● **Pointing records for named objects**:
=-=-=-=-=
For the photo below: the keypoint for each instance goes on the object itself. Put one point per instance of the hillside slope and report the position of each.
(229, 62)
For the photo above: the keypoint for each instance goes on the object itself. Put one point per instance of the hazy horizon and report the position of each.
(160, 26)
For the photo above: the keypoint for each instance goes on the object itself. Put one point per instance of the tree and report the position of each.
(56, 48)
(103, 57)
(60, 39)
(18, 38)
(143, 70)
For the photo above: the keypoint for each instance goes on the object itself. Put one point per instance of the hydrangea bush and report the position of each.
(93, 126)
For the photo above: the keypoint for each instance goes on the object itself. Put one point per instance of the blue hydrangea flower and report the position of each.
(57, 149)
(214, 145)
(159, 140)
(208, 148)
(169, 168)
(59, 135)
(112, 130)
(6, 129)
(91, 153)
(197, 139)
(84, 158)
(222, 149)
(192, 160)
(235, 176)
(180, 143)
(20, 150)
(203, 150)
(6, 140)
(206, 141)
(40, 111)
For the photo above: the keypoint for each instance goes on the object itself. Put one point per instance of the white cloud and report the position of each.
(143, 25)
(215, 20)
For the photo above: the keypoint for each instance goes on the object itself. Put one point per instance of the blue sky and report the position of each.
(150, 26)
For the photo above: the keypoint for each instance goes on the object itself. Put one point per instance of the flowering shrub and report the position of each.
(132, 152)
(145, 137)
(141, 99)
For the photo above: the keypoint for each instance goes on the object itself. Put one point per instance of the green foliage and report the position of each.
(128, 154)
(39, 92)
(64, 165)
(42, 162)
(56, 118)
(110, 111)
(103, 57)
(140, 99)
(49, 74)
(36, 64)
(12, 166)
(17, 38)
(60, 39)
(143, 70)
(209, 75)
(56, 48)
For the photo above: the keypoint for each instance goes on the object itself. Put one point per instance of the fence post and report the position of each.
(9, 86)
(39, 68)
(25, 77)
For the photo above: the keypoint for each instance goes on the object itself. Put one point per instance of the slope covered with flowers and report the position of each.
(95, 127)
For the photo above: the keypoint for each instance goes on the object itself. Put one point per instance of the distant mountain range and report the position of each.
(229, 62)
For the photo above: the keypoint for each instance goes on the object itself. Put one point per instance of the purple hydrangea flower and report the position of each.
=-=-=-=-=
● **EXERCISE DESCRIPTION**:
Reproduce every line of the material above word for word, in the same order.

● **SOLUTION FOR THIS PROBLEM**:
For the photo below: the keypoint for each instance goes on the object itself. Put one point per instance of the hillside slope and report the position of each.
(229, 62)
For the photo above: the keypoint for each instance goes on the object itself. Put one point per instance of the hazy horizon and report the position of each.
(160, 26)
For the photo above: the keypoint for each instance goes on the object itself. Put one point per instance of the tree and report the position of each.
(56, 48)
(103, 57)
(60, 39)
(18, 38)
(143, 70)
For the photo above: the keypoint for each instance goes on the object itself. Put one point per instance of the hydrangea bush and report the position of each.
(93, 126)
For the photo above: the keypoint for each instance goes on the object itself. Put one point per instance of the blue hydrangea flower and report the position of each.
(57, 149)
(214, 145)
(159, 140)
(208, 148)
(169, 168)
(59, 135)
(112, 130)
(6, 129)
(91, 153)
(197, 139)
(84, 158)
(222, 149)
(192, 160)
(235, 176)
(180, 143)
(20, 150)
(203, 150)
(6, 140)
(206, 141)
(40, 111)
For the photo above: the keypoint for each instance goes on the object itself. Put one point per instance of the white cloud and report the position of each.
(143, 25)
(215, 20)
For the photo above: the keypoint for each instance goes on the object itself. Put one point per instance of the blue sky and report the position of each.
(150, 26)
For the photo above: the keypoint for each instance goes on the object itself. Put one point per instance of the flowering shrub and report the position of each.
(132, 152)
(145, 137)
(141, 99)
For the photo above: the keypoint for each instance goes on the object itself. Put one point per instance of the green foliage and report the position of each.
(128, 154)
(39, 92)
(64, 165)
(42, 162)
(56, 118)
(110, 111)
(103, 57)
(140, 99)
(49, 74)
(36, 64)
(12, 166)
(17, 38)
(60, 39)
(143, 70)
(209, 75)
(56, 48)
For the photo above: the keypoint for each instance goes on the object itself. Put one point per instance of the fence post and report the position of each.
(9, 86)
(39, 68)
(25, 77)
For the photo above: the keypoint for each instance goes on the object itself. Put one point per instance of the slope covered with flowers and report the position of each.
(95, 127)
For the photo above: the keypoint for each instance goes on the object itself. Put one point per instance of the distant mountain range and report the position of each.
(229, 62)
For the photo above: the keypoint for each instance goes on the object itself. Put one point per instance of the purple hydrangea flower and report the position of each.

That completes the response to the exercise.